╭─ Fragmento seleccionado

Por otra parte, comprended bien que -y no es ciencia en
absoluto, sino la pura y simple verdad-, si el mal hubiera venido únicamente de
los reaccionarios, si los revolucionarios hubieran podido hacer vuestra fortuna,
seríais riquísimos. Porque todos los gobiernos, de Robespierre a Marat -sus
almas ante Dios estén-, fueron revolucionarios; esta Asamblea que tenéis aquí,
ante vuestros ojos, también se compone totalmente de revolucionarios. Nadie ha
sido más revolucionario que el señor Thiers, el administrador de Nuestra Señora
de Loreto. El señor Montalembert ha pronunciado discursos tales sobre la
libertad absoluta que nadie podría hacerlos mejor. El señor Brryer ha conspirado
desde 1830 hasta 1848. El señor Bonaparte ha hecho revoluciones por escrito, con
las palabras y con las acciones; y no hablo de la Convención de la Montaña,
cenáculo que por muchos meses ha tenido en sus manos los medios de gobierno para
cubriros de un manto de opulencia. Todos los hombres han sido revolucionarios
hasta que han formado parte del gobierno; pero también todos, cuando han formado
parte del mismo, han sofocado la revolución. Yo mismo, si un día se os ocurriera
entregarme el gobierno y si, en un momento de olvido o de vértigo, en vez de
sentir piedad y desprecio por vuestra estupidez, aceptase el título de amparador
del robo que habéis perpetrado contra vosotros mismos, ¡os juro por Dios que os
las haría ver negras! ¿No os bastan las experiencias que habéis tenido? Sois
bien duros de mollera.
Justamente hace poco que habéis
erigido un gobierno blanco cuyo único objetivo -y no podríais reprochárselo- es
desembarazarse de los rojos. Si mañana hacéis un gobierno rojo, su único
objetivo -¡y estaría bueno que lo encontráseis incorrecto!- será desembarazarse
de los blancos. Pero los blancos no se vengan de los rojos ni los rojos de los
blancos más que a golpes de leyes prohibitivas y opresivas. ¿Y sobre quién pesan
estas leyes? Sobre aquéllos que no son ni rojos ni blancos, o que son, a sus
expensas, tanto rojos como blancos; sobre la multitud que no tiene ninguna
culpa; así es que el pueblo está totalmente magullado por los golpes de maza que
los partidos se propinan mutuamente.

╰─

## Problema a resolver
Di si cada afirmación concuerda con el fragmento seleccionado y respalda tu sí o no con las palabras exactas del fragmento que lo deciden. (a) El señor Thiers fue administrador de Nuestra Señora de Loreto. (b) El gobierno blanco erigido hace poco busca únicamente desembarazarse de los rojos. (c) Las leyes prohibitivas y opresivas recaen sobre los propios rojos y blancos. Los ítems que vienen a continuación proceden de otra fuente.

╭─ Material extraído

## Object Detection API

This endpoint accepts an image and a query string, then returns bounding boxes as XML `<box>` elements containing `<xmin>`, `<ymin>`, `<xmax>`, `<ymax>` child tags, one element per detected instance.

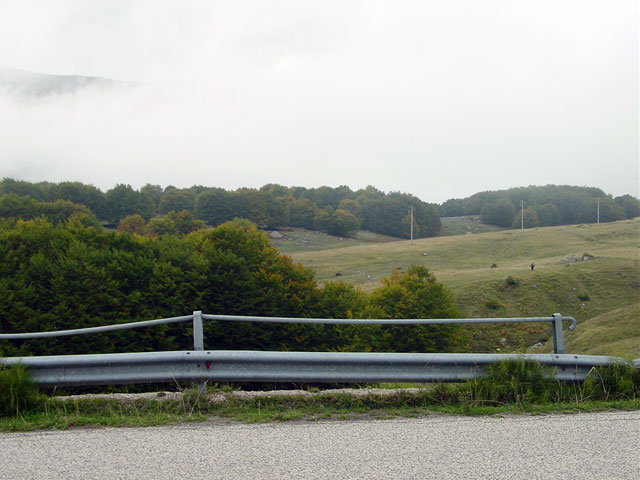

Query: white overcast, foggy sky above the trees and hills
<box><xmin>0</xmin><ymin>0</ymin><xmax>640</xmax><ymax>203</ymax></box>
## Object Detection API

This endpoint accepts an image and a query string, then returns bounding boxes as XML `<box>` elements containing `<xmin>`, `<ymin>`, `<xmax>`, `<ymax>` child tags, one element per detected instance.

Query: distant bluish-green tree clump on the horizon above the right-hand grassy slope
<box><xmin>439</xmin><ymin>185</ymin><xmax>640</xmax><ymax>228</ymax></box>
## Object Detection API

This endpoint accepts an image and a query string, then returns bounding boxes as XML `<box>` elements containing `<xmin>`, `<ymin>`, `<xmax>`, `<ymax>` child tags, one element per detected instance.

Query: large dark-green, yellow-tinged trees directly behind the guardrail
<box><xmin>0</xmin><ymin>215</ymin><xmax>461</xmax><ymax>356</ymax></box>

╰─

## Tu respuesta
(a) Sí: "el señor Thiers, el administrador de Nuestra Señora de Loreto".
(b) Sí: "erigido un gobierno blanco cuyo único objetivo" y "es desembarazarse de los rojos".
(c) No: "Sobre aquéllos que no son ni rojos ni blancos".